> [Aim of the task]:
Transcribe the entries below exactly; leave every image out.

Data entries:

◇ ◇ ◇

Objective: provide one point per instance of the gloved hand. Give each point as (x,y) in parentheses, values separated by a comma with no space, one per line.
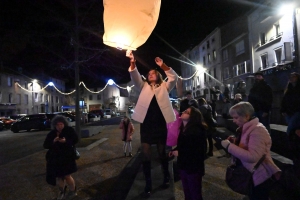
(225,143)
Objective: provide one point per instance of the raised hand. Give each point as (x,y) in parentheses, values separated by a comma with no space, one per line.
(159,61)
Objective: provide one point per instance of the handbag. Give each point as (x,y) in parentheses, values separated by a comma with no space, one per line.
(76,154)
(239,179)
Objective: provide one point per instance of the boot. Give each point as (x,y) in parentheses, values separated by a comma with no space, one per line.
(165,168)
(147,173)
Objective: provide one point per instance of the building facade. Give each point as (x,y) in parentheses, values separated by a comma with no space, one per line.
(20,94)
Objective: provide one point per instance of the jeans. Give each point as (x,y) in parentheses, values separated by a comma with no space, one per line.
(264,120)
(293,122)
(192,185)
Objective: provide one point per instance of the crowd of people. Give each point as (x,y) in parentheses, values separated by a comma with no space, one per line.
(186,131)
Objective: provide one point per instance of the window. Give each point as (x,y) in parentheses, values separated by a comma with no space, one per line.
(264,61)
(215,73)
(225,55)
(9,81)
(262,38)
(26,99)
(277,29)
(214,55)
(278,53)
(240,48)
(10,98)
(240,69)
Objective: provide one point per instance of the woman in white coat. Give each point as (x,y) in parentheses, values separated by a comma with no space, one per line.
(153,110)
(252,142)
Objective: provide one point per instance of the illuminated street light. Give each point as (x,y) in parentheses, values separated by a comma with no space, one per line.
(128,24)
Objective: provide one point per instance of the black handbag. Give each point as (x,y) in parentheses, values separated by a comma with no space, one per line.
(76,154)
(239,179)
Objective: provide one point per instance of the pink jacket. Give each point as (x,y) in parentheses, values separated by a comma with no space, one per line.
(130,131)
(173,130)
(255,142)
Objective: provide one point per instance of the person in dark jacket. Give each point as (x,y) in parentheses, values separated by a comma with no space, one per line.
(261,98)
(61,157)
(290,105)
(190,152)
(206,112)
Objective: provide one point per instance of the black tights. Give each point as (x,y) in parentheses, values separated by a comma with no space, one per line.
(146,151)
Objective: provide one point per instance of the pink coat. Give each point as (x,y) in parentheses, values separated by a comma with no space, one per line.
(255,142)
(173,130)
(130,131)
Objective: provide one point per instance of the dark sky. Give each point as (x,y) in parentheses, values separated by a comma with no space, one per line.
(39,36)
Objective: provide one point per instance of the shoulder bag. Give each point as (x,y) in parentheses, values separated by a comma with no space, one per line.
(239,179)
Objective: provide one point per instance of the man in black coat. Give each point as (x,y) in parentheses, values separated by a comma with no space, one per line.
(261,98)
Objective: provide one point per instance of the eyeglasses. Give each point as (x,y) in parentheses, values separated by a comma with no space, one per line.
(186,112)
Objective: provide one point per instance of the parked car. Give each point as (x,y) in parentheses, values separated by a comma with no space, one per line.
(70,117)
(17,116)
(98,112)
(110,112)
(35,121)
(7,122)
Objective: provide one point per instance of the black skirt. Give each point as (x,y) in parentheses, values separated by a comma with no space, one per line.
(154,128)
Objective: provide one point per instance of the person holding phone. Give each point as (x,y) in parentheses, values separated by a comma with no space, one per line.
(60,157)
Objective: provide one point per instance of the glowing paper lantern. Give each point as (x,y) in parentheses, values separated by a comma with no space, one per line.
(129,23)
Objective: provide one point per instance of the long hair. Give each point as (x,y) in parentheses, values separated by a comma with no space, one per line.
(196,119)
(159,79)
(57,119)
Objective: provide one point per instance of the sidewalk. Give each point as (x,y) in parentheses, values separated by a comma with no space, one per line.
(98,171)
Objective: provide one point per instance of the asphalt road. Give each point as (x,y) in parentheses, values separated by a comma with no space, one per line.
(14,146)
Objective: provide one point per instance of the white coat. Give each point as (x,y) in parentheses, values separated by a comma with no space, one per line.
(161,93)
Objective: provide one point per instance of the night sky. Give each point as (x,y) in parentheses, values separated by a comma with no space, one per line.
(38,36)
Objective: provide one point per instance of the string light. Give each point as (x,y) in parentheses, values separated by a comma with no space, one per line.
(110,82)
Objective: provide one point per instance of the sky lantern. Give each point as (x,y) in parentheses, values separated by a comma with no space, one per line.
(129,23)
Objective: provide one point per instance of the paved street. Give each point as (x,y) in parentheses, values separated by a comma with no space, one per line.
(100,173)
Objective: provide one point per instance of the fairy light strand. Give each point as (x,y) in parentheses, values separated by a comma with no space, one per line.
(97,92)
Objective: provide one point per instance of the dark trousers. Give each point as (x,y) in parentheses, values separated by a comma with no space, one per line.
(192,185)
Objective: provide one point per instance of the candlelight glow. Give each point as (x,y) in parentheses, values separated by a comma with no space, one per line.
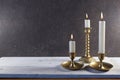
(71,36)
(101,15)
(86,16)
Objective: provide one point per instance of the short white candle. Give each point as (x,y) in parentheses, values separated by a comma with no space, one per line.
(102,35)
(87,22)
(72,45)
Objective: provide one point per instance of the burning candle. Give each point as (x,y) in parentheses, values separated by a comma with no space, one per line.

◇ ◇ ◇

> [The response]:
Objective: provide one point per instance of the gloved hand. Give each point as (x,y) in parentheses, values separated by a comma with no space, one per line.
(225,143)
Objective: provide one point per instance of the raised hand. Give each point as (x,y) in parentheses, values separated by a comma with no space, one per line.
(159,61)
Objective: provide one point per instance of the handbag. Give each point as (x,y) in parentheses, values separated by a comma with no space, one per line.
(76,154)
(239,179)
Objective: provide one point per instance of the boot. Give each point as (x,y) in parentheses, values separated by a comma with no space, one per line.
(165,168)
(147,173)
Objective: provide one point per instance of the building facade. Give each point as (x,y) in parentheses, values separated by a comma with no space, one per line.
(20,94)
Objective: provide one point per instance of the jeans. Give each point as (x,y) in parentheses, values separated by a comma with no space, one per line.
(264,120)
(293,122)
(192,185)
Objective: provide one point per instance of the crowd of people. Give each point as (x,y) in parentheses, values separated by a comma with no space, one per line.
(186,131)
Objective: provide one point per instance of the window. Give each point as (x,y) in parentheses, values separated by a comma with no space, one per line.
(264,61)
(215,73)
(225,55)
(9,81)
(262,38)
(26,99)
(277,29)
(214,55)
(278,53)
(240,48)
(10,98)
(240,69)
Objective: provide one point per instance of the woman in white coat. Give each point as (x,y) in parentheses, values separated by a comma with no space, one per line.
(153,110)
(252,142)
Objective: provide one point per instance of the illuminated street light. Give each point as (x,y) in parentheses, values separated by a comma with no space, one per line.
(128,24)
Objective: provide one point per instance of the black handbag. Give each point as (x,y) in parentheses, values separated by a comma with no space, one per line.
(76,154)
(239,179)
Objective: provide one point per instance of the pink jacket. Give each point as (x,y) in parentheses, values separated by a comma with no space, one per line.
(130,131)
(173,130)
(255,142)
Objective: provide one point per instance of the person in dark jacket. Give each point as (x,y) in parentheses, values separated by a comma with no space, one per line.
(261,98)
(61,157)
(290,105)
(190,152)
(206,112)
Objective: provide one point per instance of the black tights. Give each point as (x,y) in parentheses, values separated by a comma with no space, one per line.
(146,151)
Objective: provide one point per instance of the pink coat. Give each point as (x,y) in parentheses, values separated by a comma with no space, one per line.
(255,142)
(173,130)
(130,131)
Objective: provide one point per instance of the dark sky. Give each point as (x,y) in parentheses, values separated by a comma with no space, one per line.
(39,36)
Objective: provide one point per instance of the shoulder bag. Give each point as (x,y) in parentheses, values separated by a comma with no space, one per line.
(239,179)
Objective: provide one point per instance of the man in black coat. Give each point as (x,y) in parentheses, values separated by a comma with no space, one per line.
(261,98)
Objective: provide one point per instance of the eyeglasses. Give each point as (x,y) in parentheses, values separated by a comma with no space, one per line.
(186,112)
Objective: provide one point per instance of the parked car. Give each point as (x,y) in parentheses, values separated by a comma with no space, one per line.
(70,117)
(17,116)
(98,112)
(110,112)
(35,121)
(7,122)
Objective: provide one point per instance of the black skirt. Give each point as (x,y) in parentheses, values separated by a comma with no space, one per line.
(154,128)
Objective: provide one point per instance of the person holding phone. Give each point as (x,y) in parentheses, values separated by a comma with no space, one per line.
(60,157)
Objective: provide one point per instance of the glowing paper lantern. Give each point as (x,y) in parentheses, values separated by a comma with no space, one per line.
(129,23)
Objective: provide one point per instance of the long hair. Give each point as (x,y) in parentheses, values separated by a comma with no space, one per line.
(196,119)
(159,79)
(57,119)
Objective: provide one point per instance of the sidewalk. Give each point as (x,y) in parentheses, values separated by a comma with no space, one per line.
(98,171)
Objective: provide one point per instance of the asphalt road. Give each point as (x,y) in parentheses, values separated by a comma with no space, one per line.
(14,146)
Objective: provide one point per instance of the white coat. Give each point as (x,y) in parentheses, values separated by a comma with no space, one per line.
(161,93)
Objective: provide one point per instance of the night sky. Give each point as (x,y) in parentheses, values separated by a comma with no space, one per line.
(38,36)
Objective: provide one point per instance of the string light. Give each point as (x,y) in parentheses, values separated by a comma with no space, one per line.
(110,82)
Objective: provide one point per instance of the sky lantern. Give each point as (x,y) in parentheses, values separated by a comma with no space, one per line.
(129,23)
Objective: provide one point per instance of the paved street. Give each point as (x,y) in parentheses, values separated by a comma with no space, one per line.
(100,173)
Objective: provide one point per instance of the fairy light strand. Give each point as (x,y) in parentheses, values separated by a comma with no space, one per line.
(97,92)
Objective: provide one point per instance of the dark trousers. Give each point as (x,y) in parentheses, values separated by a comma with no space, one per line.
(192,185)
Objective: provide one point per instance of the candlelight glow. Give each point as (x,y) in parentheses, values separated by a comma with no space, one per line.
(71,36)
(101,15)
(86,16)
Objective: provide one point per instance of the short white candle. Give each point as (x,y) in parentheses, values separated by a comma with no space, one per line.
(102,35)
(87,22)
(72,45)
Objective: provide one point per instance of the burning candle. Give each point as (x,y) in parentheses, values separated by a comma with no space, one per line.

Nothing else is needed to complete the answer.